## Prompt A
Answer these questions from the article on antimicrobial resistance research:
(i) How has the World Health Organisation described antimicrobial resistance?
(ii) Which research group will the behavioral insight researchers join?
(iii) Who leads that research group?
## Prompt B
Alter a section of the article on antimicrobial resistance research, beginning at the words "However, little is" and stopping after "carers for example.". Replace "mothers or carers" with "parents or guardians".
## Prompt C
Decide whether each statement agrees with the article on antimicrobial resistance research. Answer yes or no, and quote the deciding words.
(i) Antimicrobial resistance has entered the UK National Risk Register of Civil Emergencies.
(ii) Much is already known about which public-facing approach works best.
(iii) Public interventions have so far been delivered only through social media.

## Passage for review
_ _ _ _ _ _ _

The new team promises to make a major difference to healthcare-associated infection research and wider public-health related policy and practice.
The World Health Organisation (WHO) has highlighted antimicrobial resistance (AMR) as ‘one of the three greatest threats to human health’ and a UK review has indicated that it will be the cause of highest attributable mortality globally by 2050 if no action is taken. It has also entered the UK National Risk Register of Civil Emergencies.
A group of researchers tasked with behavioural insight research will join GCU’s Safeguarding Health through Infection Prevention research group and will work with Health Protection Scotland and other experts across Scotland, the UK and Internationally, to contribute to the control of antimicrobial resistance through behavioural science and methodological techniques.
The team will seek to improve effective use of antibiotics through raising awareness of AMR as an issue and subsequently to change behaviours. Interventions targeted at the public have so far been delivered in a range of ways (posters, leaflets, radio, TV). They are also likely to be increasingly delivered through social media channels.
However, little is currently known about which approach works best and for whom. Equally, no attempt has been made to understand how public-facing interventions target particular groups, such as mothers or carers for example.
The researchers will therefore analyse how awareness and behaviours are measured and whether certain interventions are effective at changing awareness and effective use of antibiotics.
Professor Jacqui Reilly, Safeguarding Health through Infection Prevention research group lead, said: “Three of the main areas of focus to contain AMR are improving infection prevention and control, optimising prescribing practices and improving professional education, training and public engagement.”

_ _ _ _ _ _ _

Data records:
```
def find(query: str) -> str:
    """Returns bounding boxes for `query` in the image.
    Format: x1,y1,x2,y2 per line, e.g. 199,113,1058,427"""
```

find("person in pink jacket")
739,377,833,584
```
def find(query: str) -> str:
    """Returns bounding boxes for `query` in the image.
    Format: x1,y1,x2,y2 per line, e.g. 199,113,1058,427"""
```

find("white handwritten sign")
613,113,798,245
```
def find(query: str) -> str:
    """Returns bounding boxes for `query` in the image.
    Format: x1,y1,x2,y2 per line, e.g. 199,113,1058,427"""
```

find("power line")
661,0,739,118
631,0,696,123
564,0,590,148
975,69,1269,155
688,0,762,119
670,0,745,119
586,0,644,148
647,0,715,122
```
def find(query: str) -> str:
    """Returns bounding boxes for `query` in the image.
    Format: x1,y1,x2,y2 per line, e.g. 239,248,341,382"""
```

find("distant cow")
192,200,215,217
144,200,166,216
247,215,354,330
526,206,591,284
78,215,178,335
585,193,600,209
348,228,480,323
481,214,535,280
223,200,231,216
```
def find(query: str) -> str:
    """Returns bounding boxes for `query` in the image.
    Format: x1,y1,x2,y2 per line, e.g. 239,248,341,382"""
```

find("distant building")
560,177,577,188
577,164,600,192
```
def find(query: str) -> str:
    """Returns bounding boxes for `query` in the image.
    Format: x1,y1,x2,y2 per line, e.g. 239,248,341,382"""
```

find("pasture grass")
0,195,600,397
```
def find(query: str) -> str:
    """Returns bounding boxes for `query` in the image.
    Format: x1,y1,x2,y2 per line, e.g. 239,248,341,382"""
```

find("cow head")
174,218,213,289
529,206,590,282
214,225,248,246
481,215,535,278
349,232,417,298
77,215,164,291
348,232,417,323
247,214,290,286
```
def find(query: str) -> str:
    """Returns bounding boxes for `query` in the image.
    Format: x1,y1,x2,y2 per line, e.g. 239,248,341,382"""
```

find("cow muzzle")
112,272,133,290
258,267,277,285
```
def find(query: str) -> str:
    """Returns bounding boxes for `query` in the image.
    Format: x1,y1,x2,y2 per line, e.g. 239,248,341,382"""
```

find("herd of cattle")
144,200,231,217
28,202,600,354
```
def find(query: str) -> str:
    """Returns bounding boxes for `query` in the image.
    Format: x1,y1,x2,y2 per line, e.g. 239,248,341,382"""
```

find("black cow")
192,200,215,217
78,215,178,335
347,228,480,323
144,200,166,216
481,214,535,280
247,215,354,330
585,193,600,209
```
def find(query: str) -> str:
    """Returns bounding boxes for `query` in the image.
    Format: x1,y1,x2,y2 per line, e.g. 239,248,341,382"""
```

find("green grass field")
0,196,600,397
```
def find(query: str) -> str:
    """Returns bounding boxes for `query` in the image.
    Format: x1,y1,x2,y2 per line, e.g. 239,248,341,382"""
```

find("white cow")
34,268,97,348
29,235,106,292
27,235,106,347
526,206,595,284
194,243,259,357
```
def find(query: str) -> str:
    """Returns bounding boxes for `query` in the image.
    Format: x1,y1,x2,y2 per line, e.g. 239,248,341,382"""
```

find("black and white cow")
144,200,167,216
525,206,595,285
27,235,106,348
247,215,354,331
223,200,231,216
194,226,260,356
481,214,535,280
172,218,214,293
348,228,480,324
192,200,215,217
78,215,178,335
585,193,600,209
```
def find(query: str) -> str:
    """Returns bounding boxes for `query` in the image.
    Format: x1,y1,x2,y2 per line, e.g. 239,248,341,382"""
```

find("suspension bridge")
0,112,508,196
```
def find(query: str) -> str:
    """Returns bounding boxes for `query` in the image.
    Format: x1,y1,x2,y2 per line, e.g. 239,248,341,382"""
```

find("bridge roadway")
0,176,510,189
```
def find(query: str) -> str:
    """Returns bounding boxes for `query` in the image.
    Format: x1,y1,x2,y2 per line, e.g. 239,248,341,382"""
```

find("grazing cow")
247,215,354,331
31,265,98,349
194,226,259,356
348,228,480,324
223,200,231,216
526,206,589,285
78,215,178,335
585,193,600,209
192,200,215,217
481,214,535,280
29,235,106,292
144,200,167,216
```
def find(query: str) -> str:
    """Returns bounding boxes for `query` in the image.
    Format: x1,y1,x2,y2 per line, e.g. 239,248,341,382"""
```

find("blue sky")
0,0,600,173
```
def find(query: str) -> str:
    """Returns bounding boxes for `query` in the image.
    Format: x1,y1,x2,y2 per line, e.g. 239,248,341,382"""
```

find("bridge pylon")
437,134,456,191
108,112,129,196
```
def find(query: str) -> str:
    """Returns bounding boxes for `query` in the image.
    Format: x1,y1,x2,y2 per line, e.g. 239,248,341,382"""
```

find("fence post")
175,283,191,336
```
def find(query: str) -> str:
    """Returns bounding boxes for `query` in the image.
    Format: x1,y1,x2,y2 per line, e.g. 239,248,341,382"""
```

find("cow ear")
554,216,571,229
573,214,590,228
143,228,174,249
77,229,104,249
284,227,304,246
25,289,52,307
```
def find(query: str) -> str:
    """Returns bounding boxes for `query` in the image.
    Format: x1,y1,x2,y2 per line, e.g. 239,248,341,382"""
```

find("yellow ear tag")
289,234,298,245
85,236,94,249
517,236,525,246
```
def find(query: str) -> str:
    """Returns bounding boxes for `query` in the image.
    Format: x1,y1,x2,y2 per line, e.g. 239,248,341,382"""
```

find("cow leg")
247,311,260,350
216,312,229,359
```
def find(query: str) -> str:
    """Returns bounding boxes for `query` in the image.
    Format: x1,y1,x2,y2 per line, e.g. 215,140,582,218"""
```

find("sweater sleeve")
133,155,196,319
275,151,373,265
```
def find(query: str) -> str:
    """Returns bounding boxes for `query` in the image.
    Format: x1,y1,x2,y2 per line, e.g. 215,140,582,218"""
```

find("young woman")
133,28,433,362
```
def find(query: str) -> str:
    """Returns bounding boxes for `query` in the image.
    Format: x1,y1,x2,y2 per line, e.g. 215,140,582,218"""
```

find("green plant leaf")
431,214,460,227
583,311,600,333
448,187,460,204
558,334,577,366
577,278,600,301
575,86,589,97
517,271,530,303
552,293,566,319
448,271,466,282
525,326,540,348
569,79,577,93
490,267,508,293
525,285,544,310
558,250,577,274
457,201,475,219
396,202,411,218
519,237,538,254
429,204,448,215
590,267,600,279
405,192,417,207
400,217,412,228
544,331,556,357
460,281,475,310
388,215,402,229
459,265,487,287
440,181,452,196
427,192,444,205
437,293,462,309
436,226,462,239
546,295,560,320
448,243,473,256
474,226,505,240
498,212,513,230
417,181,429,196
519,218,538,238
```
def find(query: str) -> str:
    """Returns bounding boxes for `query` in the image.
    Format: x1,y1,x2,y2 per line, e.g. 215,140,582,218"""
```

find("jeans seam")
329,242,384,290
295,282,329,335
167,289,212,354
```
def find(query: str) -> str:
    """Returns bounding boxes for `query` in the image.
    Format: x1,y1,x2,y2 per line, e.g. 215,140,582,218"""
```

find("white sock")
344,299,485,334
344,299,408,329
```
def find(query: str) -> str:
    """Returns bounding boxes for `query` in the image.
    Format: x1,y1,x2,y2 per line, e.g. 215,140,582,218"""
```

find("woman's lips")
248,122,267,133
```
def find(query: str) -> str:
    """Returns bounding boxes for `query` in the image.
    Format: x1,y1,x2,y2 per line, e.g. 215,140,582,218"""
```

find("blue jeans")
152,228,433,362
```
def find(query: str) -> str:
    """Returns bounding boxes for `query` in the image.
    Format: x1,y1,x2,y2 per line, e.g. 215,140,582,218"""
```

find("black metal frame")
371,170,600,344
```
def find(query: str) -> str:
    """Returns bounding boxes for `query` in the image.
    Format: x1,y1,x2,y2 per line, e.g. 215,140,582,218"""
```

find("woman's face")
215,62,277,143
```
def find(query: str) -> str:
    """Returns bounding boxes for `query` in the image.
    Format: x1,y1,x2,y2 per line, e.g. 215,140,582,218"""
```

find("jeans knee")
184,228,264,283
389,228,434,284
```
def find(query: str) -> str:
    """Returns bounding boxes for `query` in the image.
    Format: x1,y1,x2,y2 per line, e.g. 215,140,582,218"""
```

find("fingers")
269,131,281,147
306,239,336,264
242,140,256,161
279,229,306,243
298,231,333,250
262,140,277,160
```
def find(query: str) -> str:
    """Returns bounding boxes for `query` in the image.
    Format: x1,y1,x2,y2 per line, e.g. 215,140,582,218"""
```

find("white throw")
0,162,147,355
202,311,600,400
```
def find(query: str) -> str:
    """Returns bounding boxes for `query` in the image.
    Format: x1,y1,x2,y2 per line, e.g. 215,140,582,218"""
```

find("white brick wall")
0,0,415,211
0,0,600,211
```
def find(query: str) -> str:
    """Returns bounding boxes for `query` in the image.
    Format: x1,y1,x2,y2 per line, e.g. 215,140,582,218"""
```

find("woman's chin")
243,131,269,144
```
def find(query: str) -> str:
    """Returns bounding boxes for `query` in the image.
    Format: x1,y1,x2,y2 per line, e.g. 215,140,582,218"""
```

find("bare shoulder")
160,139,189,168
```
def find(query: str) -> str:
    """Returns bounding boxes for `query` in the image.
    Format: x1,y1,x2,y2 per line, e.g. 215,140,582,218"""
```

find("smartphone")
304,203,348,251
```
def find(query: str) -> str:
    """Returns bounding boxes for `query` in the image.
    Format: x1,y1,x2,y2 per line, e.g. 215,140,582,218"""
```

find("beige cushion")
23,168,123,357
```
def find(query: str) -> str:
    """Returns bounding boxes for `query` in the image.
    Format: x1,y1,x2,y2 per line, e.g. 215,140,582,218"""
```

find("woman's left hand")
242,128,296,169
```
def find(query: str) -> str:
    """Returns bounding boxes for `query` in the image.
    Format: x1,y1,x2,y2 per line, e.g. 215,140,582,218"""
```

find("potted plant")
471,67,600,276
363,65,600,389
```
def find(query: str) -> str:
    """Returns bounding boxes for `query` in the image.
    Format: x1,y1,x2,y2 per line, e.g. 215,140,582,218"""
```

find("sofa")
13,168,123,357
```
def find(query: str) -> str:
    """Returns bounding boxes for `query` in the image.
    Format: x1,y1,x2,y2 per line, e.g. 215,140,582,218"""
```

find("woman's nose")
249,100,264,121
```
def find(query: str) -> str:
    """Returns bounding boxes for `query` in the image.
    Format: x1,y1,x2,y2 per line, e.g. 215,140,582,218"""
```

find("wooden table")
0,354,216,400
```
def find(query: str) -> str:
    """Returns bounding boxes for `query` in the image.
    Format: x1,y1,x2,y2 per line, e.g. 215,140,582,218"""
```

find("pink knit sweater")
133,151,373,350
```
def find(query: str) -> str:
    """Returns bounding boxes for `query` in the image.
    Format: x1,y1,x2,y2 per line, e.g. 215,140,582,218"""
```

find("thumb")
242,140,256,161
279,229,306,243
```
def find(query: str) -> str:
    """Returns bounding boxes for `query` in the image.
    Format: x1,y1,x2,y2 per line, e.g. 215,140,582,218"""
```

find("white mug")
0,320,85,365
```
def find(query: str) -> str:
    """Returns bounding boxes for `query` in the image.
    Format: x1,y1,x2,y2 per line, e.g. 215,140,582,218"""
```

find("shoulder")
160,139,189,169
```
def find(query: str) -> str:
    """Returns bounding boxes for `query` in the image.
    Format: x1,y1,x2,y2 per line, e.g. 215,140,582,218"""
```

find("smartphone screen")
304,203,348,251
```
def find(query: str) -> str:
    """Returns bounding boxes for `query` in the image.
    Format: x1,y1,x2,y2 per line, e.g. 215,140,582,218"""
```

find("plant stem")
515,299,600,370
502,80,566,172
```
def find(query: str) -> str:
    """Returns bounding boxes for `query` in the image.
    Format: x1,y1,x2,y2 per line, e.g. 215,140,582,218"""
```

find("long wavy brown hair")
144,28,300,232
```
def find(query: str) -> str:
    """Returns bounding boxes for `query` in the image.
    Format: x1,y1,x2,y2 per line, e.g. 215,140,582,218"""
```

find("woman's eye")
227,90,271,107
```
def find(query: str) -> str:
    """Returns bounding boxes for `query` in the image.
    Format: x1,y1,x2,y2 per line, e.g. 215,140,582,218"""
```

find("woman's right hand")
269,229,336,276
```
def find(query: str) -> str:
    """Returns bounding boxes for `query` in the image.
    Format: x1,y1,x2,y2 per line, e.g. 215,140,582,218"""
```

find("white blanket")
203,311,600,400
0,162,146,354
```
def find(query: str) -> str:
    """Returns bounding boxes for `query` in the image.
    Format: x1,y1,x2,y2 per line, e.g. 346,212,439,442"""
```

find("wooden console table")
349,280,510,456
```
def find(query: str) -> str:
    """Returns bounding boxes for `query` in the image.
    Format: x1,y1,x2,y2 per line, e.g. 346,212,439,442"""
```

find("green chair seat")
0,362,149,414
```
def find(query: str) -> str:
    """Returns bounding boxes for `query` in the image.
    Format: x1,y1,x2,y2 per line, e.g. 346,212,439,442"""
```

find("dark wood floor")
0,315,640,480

_ _ _ _ _ _ _

## Expected output A
(i) As "one of the three greatest threats to human health"
(ii) GCU's Safeguarding Health through Infection Prevention research group
(iii) Professor Jacqui Reilly

## Expected output B
However, little is currently known about which approach works best and for whom. Equally, no attempt has been made to understand how public-facing interventions target particular groups, such as parents or guardians for example.

## Expected output C
(i) Yes: "It has also entered the UK National Risk Register of Civil Emergencies."
(ii) No: "little is currently known about which approach works best and for whom."
(iii) No: "Interventions targeted at the public have so far been delivered in a range of ways (posters, leaflets, radio, TV)."